■ **DIRECTIONS**
Reproduce every line of the rows below verbatim, omitting the pictures from your answer.

■ **Dataset rows**
--*--
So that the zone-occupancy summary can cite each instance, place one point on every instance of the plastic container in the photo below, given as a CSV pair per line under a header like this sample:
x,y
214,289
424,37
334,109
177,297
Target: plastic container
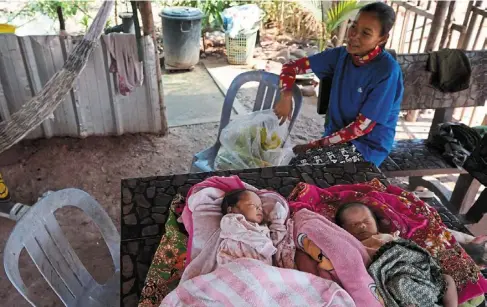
--*--
■ **THE RESPONSE**
So that the zone-occupancy summary can cite each instance, place one point on every instance of the plastic container in the photo below, given as a CSV pair per line under a header like this sample:
x,y
214,289
424,37
334,109
177,297
Target: plastic container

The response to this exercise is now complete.